Records drawn from a data source:
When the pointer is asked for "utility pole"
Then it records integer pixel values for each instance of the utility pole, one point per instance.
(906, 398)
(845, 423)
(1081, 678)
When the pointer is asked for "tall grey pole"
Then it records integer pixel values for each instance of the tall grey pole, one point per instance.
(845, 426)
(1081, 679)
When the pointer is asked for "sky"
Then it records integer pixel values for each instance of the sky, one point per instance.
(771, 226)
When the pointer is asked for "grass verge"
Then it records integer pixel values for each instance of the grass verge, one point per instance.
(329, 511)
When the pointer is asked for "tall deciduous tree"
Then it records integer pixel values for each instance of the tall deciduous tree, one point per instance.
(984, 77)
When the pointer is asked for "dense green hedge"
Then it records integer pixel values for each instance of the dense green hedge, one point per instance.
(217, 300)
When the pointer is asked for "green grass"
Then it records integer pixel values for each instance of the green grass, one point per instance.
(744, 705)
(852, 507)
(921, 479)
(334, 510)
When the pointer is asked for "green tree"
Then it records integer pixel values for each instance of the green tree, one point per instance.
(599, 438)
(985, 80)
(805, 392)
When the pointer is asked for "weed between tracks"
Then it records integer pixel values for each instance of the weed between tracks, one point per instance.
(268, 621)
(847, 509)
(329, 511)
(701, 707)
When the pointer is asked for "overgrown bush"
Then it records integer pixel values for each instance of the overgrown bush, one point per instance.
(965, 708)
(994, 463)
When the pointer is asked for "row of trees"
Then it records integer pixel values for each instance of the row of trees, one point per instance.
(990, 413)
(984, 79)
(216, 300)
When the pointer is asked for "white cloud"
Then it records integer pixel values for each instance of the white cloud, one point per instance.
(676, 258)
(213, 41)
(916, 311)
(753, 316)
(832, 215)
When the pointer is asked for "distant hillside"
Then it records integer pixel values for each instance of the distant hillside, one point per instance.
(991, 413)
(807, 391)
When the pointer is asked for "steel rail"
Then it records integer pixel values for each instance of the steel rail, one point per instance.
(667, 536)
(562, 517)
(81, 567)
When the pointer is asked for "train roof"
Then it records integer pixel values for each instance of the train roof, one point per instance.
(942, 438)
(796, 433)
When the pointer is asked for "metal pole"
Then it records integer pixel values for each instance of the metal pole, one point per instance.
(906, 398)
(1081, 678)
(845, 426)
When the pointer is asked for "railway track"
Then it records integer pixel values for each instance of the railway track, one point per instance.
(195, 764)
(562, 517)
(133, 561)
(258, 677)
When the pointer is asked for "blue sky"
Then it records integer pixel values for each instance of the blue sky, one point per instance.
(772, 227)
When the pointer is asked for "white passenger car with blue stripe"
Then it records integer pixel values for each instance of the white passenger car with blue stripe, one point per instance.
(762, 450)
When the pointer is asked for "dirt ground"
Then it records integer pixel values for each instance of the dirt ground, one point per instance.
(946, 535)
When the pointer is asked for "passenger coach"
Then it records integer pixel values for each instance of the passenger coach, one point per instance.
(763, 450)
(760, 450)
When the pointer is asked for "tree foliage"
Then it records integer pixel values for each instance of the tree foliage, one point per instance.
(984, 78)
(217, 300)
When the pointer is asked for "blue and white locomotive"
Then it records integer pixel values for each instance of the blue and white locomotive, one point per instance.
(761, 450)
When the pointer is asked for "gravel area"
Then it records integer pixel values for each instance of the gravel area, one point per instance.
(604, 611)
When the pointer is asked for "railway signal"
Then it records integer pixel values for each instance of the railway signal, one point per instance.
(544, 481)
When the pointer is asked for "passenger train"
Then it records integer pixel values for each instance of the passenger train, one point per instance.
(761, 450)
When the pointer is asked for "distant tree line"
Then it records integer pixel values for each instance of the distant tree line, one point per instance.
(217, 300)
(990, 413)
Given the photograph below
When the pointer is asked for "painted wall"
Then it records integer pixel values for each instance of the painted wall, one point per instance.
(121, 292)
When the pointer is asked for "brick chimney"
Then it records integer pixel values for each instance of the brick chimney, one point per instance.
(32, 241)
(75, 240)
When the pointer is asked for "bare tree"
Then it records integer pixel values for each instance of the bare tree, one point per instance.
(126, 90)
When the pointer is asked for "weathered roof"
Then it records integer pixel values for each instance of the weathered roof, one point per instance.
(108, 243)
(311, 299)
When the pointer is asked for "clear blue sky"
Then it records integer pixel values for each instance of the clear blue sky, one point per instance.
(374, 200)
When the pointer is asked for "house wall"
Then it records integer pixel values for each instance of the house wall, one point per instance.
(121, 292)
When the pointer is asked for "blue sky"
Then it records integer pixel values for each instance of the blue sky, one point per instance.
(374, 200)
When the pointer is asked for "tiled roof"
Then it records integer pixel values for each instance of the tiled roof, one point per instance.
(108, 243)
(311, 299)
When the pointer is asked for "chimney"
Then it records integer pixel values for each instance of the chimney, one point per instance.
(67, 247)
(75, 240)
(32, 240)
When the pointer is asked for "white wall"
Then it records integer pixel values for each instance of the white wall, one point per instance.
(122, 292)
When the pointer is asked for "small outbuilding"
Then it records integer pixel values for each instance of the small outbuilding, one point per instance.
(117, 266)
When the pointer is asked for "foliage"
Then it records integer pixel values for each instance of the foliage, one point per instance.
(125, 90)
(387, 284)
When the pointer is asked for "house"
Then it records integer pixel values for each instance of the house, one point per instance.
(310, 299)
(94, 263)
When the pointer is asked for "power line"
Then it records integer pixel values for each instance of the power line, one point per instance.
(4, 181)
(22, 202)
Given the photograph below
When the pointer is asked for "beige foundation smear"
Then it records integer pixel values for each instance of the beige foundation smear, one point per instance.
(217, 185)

--

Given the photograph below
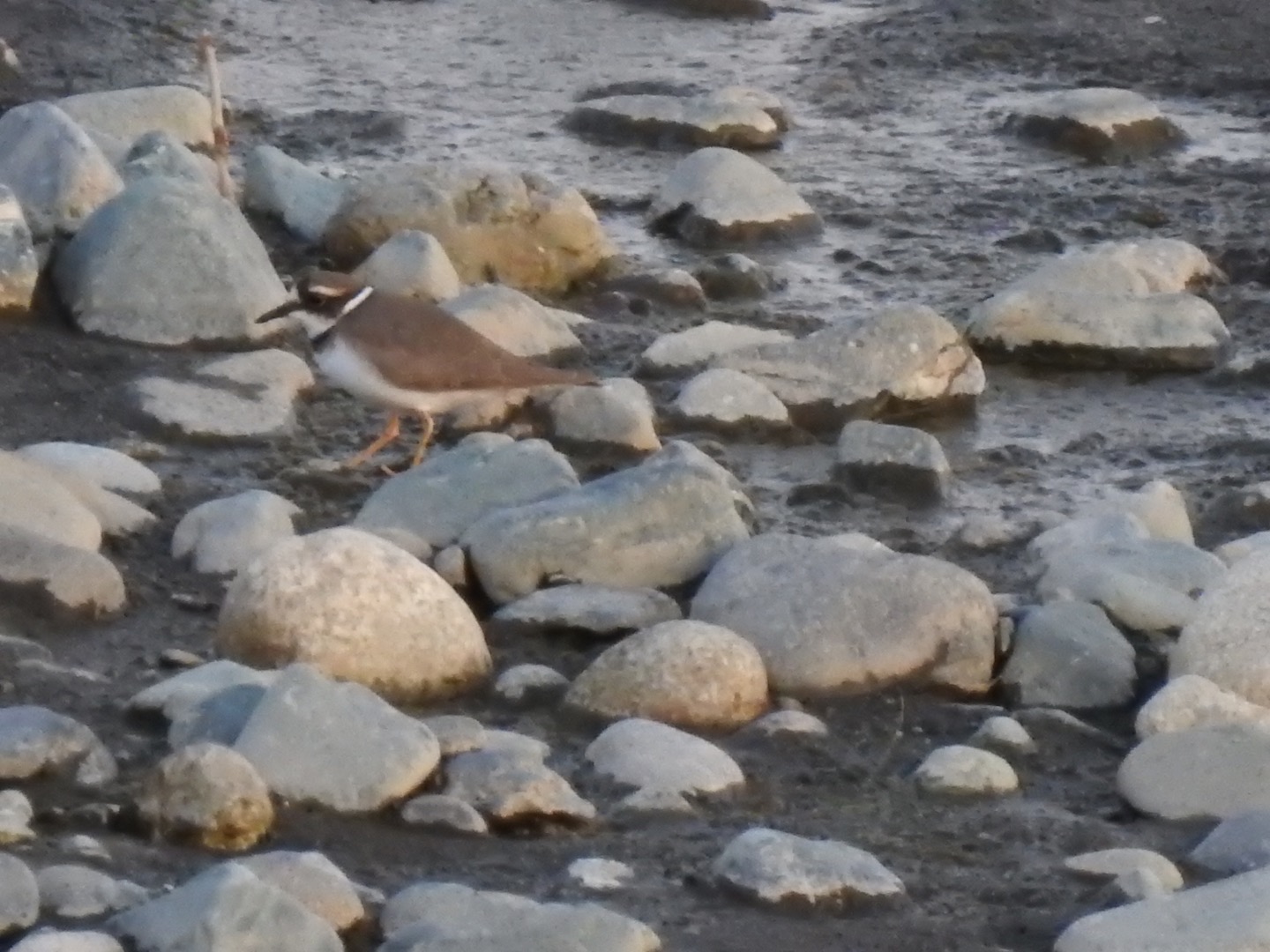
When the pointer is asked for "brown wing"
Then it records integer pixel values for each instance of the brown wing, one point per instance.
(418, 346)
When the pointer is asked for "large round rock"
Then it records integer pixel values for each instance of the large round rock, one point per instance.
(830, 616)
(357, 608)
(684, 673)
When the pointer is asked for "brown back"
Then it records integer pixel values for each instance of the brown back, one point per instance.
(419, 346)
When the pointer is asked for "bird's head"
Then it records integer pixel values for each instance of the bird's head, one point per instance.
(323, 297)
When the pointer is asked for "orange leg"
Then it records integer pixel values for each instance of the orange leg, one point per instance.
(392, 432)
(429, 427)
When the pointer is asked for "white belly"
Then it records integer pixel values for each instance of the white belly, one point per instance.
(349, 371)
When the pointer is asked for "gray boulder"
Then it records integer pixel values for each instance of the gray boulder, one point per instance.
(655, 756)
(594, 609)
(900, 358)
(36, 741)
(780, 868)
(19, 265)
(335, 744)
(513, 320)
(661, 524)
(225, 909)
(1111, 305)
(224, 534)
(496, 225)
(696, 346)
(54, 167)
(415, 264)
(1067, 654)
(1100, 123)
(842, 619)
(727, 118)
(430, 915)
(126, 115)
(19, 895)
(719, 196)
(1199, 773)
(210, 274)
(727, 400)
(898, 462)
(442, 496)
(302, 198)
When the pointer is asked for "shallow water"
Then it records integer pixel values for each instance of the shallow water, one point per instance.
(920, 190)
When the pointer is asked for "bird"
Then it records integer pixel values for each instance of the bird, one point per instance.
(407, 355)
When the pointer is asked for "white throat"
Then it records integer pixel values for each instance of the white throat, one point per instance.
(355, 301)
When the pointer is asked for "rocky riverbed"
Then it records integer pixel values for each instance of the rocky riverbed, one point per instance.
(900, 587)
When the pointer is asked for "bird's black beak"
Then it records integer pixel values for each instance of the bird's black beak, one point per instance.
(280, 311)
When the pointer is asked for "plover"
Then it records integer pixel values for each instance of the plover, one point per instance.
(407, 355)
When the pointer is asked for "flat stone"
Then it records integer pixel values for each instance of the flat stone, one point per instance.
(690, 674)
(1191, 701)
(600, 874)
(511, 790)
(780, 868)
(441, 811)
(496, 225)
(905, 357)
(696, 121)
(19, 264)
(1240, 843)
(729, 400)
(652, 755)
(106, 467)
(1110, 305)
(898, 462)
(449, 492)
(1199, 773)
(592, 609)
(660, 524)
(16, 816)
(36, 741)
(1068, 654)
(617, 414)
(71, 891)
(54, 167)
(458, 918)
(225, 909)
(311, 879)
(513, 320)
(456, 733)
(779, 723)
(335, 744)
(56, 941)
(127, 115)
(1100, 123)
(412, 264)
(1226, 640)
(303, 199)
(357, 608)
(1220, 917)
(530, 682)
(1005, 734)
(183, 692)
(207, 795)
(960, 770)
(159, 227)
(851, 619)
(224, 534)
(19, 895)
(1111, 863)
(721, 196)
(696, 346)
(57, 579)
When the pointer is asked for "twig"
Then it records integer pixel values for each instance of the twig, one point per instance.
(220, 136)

* [INSTRUCTION]:
Extract every line above that contains the word "foliage", treating uppercase and lowercase letters as different.

* [TASK OUTPUT]:
When the pointer is asked for "tree foliage"
Then it records integer pixel values for each instance of the tree foliage, one point per instance.
When the pointer is asked for "foliage"
Then it records integer pixel values for each instance of the foliage, one point per instance.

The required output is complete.